═══ INPUT RECORDS
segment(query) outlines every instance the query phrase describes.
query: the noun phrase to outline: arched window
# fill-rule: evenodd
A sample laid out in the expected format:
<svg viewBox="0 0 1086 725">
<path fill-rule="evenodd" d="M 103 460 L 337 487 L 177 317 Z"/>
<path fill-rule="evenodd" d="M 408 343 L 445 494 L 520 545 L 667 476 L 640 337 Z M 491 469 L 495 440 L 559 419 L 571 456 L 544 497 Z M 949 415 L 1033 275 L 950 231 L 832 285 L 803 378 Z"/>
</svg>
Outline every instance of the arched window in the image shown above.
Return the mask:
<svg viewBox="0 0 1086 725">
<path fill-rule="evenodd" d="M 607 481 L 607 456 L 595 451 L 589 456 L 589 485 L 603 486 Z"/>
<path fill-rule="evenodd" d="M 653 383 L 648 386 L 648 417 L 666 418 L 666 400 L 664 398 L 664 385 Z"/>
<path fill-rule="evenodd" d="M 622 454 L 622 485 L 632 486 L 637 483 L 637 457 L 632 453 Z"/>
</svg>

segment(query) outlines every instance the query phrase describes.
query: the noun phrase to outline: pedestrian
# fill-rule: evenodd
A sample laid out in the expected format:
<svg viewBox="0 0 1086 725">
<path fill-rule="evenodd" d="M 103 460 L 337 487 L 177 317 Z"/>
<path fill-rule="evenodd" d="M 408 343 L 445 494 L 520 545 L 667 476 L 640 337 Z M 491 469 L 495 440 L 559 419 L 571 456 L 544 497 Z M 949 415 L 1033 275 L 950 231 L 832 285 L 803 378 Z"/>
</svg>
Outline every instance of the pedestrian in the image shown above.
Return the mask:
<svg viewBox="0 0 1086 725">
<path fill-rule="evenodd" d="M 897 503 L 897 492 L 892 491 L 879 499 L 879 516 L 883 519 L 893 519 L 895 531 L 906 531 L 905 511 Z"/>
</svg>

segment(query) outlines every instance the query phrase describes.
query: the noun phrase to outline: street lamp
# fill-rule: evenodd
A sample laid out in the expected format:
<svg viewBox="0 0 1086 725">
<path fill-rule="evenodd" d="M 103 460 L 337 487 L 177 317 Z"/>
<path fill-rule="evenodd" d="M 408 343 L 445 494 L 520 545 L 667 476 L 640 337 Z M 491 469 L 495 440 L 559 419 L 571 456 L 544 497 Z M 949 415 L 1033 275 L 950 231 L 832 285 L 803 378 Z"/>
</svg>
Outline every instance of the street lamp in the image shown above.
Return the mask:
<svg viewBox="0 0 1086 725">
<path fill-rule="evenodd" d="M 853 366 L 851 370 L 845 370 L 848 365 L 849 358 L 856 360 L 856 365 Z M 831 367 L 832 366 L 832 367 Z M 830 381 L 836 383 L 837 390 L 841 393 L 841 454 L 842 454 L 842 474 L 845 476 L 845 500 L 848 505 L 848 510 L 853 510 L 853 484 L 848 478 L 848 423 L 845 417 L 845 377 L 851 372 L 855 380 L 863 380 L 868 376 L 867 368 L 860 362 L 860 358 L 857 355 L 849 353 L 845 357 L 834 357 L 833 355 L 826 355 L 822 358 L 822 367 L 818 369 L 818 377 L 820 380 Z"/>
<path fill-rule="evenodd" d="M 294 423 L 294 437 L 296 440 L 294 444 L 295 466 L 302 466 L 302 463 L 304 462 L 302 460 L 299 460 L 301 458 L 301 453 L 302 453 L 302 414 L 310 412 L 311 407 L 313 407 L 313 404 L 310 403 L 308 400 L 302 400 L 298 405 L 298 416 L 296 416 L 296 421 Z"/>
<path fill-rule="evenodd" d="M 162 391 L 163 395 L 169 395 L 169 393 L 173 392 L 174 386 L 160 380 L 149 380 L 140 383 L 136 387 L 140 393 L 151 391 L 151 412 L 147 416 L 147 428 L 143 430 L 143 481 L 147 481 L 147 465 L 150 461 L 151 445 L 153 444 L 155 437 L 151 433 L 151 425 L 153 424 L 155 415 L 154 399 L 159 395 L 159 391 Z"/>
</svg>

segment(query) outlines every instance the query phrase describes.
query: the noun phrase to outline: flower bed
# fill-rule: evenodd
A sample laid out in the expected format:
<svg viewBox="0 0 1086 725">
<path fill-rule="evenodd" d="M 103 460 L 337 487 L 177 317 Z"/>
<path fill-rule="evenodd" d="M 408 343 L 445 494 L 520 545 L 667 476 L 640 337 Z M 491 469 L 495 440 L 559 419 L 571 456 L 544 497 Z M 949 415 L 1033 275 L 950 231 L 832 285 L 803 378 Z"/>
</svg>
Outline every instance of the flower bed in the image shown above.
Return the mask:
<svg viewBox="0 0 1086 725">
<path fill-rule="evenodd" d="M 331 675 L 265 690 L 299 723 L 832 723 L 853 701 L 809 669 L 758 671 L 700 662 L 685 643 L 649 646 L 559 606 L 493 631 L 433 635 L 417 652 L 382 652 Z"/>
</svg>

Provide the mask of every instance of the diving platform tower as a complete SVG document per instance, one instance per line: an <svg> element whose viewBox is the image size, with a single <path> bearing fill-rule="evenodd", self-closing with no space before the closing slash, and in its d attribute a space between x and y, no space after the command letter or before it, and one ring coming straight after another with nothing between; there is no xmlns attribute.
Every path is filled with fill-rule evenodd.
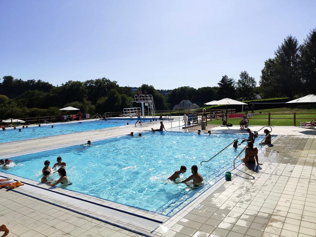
══════
# TASK PROMPT
Reproduce all of the records above with every occurrence of "Return the mask" replaced by "Provide the mask" and nothing else altered. Leave the pictures out.

# CORRECT RESULT
segment(query) outlines every instance the query phrase describes.
query: the noun phrase to outline: arched window
# fill-rule: evenodd
A sample laid out in the expected format:
<svg viewBox="0 0 1086 725">
<path fill-rule="evenodd" d="M 103 460 L 337 487 L 177 317 Z"/>
<path fill-rule="evenodd" d="M 408 343 L 445 494 L 520 545 L 667 476 L 640 337 Z M 491 469 L 495 440 L 559 419 L 571 456 L 544 497 Z M 949 415 L 1033 275 L 950 231 L 832 285 L 803 378 Z"/>
</svg>
Outline every instance of the arched window in the image shown above.
Provide the mask:
<svg viewBox="0 0 1086 725">
<path fill-rule="evenodd" d="M 607 481 L 607 456 L 595 451 L 589 456 L 589 485 L 603 486 Z"/>
<path fill-rule="evenodd" d="M 653 383 L 648 386 L 648 417 L 666 418 L 666 400 L 664 398 L 664 385 Z"/>
<path fill-rule="evenodd" d="M 622 454 L 622 485 L 632 486 L 637 483 L 637 457 L 632 453 Z"/>
</svg>

segment(query) outlines every instance the query phrase describes.
query: the noun phrase to outline: pedestrian
# fill-rule: evenodd
A sample laid out in the expected format:
<svg viewBox="0 0 1086 725">
<path fill-rule="evenodd" d="M 103 460 L 337 487 L 177 317 Z"/>
<path fill-rule="evenodd" d="M 408 343 L 445 494 L 520 545 L 667 476 L 640 337 Z M 491 469 L 495 440 L 559 419 L 571 456 L 544 497 Z M 949 415 L 1033 275 L 950 231 L 832 285 L 803 378 Z"/>
</svg>
Outline every instance of the pedestrian in the image shown above.
Provide the mask:
<svg viewBox="0 0 1086 725">
<path fill-rule="evenodd" d="M 897 503 L 897 492 L 892 491 L 879 499 L 879 516 L 883 519 L 893 519 L 895 531 L 906 531 L 905 511 Z"/>
</svg>

segment(query) outlines every instance the query phrase describes.
query: the noun phrase to outline: street lamp
# fill-rule: evenodd
A sample laid out in the expected format:
<svg viewBox="0 0 1086 725">
<path fill-rule="evenodd" d="M 103 460 L 337 487 L 177 317 Z"/>
<path fill-rule="evenodd" d="M 408 343 L 445 494 L 520 545 L 667 476 L 640 337 Z M 491 469 L 495 440 L 559 419 L 571 456 L 544 497 Z M 949 415 L 1033 275 L 950 231 L 832 285 L 803 378 Z"/>
</svg>
Outline every instance of the street lamp in the image shown above.
Provide the mask:
<svg viewBox="0 0 1086 725">
<path fill-rule="evenodd" d="M 853 366 L 851 370 L 845 370 L 848 365 L 849 358 L 856 360 L 856 365 Z M 831 367 L 832 366 L 832 367 Z M 830 381 L 836 383 L 837 390 L 841 393 L 841 454 L 842 454 L 842 474 L 845 476 L 845 500 L 848 505 L 848 510 L 853 510 L 853 484 L 848 478 L 848 423 L 845 417 L 845 377 L 851 372 L 855 380 L 863 380 L 868 376 L 867 368 L 860 362 L 860 358 L 857 355 L 849 353 L 845 357 L 834 357 L 833 355 L 826 355 L 822 358 L 822 367 L 818 369 L 818 377 L 820 380 Z"/>
<path fill-rule="evenodd" d="M 294 423 L 294 437 L 296 440 L 294 444 L 295 466 L 302 466 L 302 463 L 304 462 L 302 460 L 299 460 L 301 458 L 301 453 L 302 453 L 302 414 L 310 412 L 311 407 L 313 407 L 313 404 L 310 403 L 308 400 L 302 400 L 298 405 L 298 416 L 296 416 L 296 421 Z"/>
<path fill-rule="evenodd" d="M 162 391 L 163 395 L 169 395 L 169 393 L 173 392 L 174 386 L 160 380 L 149 380 L 140 383 L 136 387 L 140 393 L 151 391 L 151 412 L 147 416 L 147 428 L 143 430 L 143 481 L 147 481 L 147 465 L 150 461 L 151 445 L 153 444 L 155 437 L 151 433 L 151 425 L 153 424 L 155 415 L 154 399 L 159 395 L 159 391 Z"/>
</svg>

segment(query) outlines every instance the query phrase describes.
query: the noun phrase to outline: flower bed
# fill-rule: evenodd
A sample laid out in the expected format:
<svg viewBox="0 0 1086 725">
<path fill-rule="evenodd" d="M 103 460 L 337 487 L 177 317 Z"/>
<path fill-rule="evenodd" d="M 408 343 L 445 494 L 520 545 L 667 476 L 640 337 Z M 491 469 L 495 440 L 559 419 L 571 456 L 544 497 Z M 949 415 L 1033 275 L 950 231 L 832 285 L 803 378 Z"/>
</svg>
Outline every instance of the flower bed in the image shown above.
Provide the mask:
<svg viewBox="0 0 1086 725">
<path fill-rule="evenodd" d="M 331 675 L 265 690 L 299 723 L 832 723 L 853 701 L 809 669 L 758 671 L 700 662 L 685 643 L 649 646 L 559 606 L 493 631 L 433 635 L 417 652 L 382 652 Z"/>
</svg>

Provide the mask of every instance of the diving platform tower as a complete SVG document per instance, one instance per line: an <svg> element whose viewBox is the image size, with a single <path> bearing fill-rule="evenodd", self-closing with no space before the closing slash, and in its d attribute a space between x and y, no space after the command letter or before it, and one ring coming straight after another with nothing between; there is no xmlns attribute.
Every path is filled with fill-rule evenodd.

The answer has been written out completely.